PROBLEM REQUIREMENTS: From the records below, copy the lines that include "block".

EXTRACTED ENTRIES:
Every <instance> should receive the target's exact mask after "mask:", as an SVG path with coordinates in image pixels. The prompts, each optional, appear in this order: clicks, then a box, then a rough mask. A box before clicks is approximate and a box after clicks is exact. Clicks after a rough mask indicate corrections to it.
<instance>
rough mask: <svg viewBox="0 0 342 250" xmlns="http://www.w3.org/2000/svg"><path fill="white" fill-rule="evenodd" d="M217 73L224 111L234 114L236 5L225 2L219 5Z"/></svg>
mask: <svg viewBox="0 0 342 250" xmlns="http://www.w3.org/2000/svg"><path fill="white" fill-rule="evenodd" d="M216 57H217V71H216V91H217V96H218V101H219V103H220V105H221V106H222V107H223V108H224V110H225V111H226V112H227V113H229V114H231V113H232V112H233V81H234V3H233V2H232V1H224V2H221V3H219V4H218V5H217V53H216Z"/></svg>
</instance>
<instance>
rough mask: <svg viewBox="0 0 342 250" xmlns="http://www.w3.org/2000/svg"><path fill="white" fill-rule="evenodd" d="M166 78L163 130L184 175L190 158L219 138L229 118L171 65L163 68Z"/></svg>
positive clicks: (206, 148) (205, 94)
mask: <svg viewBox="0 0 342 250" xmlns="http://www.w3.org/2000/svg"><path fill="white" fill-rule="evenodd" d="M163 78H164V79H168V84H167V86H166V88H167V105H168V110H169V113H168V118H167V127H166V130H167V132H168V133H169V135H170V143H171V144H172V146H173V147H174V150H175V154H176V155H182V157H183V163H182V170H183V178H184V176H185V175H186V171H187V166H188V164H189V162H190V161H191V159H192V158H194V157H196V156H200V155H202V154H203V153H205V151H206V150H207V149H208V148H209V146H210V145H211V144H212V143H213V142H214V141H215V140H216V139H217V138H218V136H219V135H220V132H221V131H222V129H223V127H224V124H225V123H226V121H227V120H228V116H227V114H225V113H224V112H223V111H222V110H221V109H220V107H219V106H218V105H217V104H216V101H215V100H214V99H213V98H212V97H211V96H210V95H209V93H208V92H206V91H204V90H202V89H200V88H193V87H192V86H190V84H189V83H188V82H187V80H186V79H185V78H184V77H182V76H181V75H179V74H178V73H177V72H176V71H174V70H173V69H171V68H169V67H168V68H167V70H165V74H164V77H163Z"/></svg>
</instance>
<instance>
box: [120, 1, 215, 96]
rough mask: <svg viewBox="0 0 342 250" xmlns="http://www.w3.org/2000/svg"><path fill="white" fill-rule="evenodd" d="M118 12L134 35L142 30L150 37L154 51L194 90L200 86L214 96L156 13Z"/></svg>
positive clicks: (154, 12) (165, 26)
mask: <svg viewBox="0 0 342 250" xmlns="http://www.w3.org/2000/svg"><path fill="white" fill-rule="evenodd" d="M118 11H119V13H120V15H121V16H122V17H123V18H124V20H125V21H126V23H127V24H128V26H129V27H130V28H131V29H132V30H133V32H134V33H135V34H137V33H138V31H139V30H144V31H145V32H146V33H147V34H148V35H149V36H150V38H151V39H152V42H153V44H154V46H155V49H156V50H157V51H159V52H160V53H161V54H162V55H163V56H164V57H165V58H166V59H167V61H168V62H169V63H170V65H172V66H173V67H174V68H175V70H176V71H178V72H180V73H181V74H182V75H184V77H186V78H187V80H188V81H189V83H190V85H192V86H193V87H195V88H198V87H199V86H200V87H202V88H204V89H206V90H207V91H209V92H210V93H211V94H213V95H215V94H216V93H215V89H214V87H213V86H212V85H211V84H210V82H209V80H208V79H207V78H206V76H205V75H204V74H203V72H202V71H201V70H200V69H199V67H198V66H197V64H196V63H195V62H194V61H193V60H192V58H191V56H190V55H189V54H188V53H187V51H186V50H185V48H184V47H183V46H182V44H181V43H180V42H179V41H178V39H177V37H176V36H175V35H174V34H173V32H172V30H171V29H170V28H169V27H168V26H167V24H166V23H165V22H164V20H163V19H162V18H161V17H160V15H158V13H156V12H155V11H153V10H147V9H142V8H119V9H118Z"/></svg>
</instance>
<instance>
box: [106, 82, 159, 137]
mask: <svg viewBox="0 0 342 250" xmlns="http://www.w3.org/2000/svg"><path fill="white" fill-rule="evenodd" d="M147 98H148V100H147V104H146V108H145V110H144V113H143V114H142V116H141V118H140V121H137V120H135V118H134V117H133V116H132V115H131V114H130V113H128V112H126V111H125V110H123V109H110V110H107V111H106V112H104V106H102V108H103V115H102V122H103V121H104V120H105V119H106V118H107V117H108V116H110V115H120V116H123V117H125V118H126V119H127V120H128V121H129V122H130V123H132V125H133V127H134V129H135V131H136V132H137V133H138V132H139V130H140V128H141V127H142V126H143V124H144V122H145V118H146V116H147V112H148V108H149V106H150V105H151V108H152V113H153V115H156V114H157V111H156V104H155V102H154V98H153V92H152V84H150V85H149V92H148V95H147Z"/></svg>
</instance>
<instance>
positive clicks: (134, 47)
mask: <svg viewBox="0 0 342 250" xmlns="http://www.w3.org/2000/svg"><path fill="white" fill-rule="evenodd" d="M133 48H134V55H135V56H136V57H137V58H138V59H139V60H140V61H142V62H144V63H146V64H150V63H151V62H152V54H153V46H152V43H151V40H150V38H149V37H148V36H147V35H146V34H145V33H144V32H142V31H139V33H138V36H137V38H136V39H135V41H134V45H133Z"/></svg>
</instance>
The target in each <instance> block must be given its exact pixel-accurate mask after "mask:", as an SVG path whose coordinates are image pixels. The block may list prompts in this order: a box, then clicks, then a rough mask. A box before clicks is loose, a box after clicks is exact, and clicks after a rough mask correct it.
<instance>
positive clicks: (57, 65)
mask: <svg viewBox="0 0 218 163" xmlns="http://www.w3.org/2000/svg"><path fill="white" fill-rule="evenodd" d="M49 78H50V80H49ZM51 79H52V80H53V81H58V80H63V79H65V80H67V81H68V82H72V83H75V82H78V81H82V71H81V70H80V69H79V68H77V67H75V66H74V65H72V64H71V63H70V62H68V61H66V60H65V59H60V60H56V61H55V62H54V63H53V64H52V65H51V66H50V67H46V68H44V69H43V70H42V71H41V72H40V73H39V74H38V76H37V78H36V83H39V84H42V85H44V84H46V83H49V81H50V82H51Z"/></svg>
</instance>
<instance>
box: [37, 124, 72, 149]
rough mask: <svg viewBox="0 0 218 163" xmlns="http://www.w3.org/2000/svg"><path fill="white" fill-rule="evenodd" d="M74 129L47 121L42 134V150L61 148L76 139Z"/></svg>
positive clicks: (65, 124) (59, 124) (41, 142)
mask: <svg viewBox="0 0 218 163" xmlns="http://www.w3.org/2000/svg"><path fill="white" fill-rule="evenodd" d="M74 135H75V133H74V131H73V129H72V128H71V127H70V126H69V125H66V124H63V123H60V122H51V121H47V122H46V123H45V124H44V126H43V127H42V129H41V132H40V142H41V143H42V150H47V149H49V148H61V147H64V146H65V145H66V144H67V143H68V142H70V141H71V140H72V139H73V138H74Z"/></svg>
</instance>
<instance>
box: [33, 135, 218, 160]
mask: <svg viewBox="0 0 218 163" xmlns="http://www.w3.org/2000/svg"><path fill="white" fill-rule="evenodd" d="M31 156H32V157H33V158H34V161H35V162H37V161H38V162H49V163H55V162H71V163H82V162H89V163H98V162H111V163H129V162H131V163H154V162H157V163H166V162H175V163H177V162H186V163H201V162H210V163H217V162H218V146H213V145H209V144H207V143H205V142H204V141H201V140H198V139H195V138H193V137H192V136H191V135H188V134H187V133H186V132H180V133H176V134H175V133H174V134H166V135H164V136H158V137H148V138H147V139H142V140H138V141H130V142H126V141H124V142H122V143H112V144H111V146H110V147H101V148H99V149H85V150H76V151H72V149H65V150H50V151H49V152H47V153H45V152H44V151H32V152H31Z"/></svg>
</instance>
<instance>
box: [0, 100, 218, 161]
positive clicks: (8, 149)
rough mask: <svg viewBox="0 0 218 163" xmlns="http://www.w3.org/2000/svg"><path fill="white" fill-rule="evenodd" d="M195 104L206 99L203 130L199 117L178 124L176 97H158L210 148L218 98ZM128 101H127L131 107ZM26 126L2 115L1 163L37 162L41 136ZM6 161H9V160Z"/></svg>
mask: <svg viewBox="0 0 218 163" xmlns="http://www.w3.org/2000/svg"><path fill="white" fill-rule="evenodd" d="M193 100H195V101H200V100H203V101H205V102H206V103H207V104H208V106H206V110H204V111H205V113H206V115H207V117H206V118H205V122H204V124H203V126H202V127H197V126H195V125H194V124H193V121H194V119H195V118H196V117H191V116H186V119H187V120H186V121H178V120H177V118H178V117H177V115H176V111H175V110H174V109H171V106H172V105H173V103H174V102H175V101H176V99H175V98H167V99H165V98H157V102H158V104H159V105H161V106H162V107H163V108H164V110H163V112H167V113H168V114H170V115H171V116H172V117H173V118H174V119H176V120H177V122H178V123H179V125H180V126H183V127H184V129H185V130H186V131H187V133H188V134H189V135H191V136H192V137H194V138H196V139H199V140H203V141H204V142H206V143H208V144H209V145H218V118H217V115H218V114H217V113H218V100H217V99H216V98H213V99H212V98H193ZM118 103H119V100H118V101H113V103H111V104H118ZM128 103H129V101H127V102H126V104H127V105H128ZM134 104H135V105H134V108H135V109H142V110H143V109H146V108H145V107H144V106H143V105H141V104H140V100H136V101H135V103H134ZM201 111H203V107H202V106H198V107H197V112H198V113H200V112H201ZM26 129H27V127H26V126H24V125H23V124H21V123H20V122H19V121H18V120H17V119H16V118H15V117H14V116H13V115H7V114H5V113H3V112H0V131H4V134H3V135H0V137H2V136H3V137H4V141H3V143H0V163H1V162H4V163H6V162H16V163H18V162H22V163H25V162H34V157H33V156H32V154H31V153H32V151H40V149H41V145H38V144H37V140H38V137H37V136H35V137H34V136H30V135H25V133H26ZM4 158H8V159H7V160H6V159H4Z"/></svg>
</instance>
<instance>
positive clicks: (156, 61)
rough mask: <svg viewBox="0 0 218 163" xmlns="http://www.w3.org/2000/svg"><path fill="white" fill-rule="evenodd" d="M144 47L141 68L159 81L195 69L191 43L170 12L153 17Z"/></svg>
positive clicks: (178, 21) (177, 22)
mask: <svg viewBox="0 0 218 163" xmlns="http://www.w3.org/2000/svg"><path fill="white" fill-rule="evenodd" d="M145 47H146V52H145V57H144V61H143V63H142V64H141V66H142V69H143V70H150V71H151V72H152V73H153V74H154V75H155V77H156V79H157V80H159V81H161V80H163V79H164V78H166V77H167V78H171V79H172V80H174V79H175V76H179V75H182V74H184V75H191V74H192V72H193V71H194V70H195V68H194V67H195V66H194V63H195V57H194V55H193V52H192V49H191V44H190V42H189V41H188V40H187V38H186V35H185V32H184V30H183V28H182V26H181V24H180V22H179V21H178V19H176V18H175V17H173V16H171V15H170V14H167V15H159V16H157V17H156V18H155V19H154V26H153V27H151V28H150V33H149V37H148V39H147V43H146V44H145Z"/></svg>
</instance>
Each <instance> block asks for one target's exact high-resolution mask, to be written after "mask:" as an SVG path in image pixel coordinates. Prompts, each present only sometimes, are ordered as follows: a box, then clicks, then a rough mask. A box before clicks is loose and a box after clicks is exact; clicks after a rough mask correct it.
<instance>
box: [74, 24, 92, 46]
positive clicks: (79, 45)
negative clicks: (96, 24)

RESPONSE BOX:
The target in each <instance> block must be given its exact pixel-accurate mask after "mask:", as an SVG path whose coordinates are image pixels. The block may list prompts in this order: a box, then clicks, then a rough mask. A box before clicks is loose, a box after clicks is exact, and clicks after a rough mask correct it.
Each <instance> block asks for one target's exact high-resolution mask, to be written after "mask:" as an SVG path in image pixel coordinates. Prompts, each present only sometimes, are ordered as follows: a box, then clicks, then a rough mask. A box before clicks is loose and a box after clicks is exact; clicks after a rough mask correct it.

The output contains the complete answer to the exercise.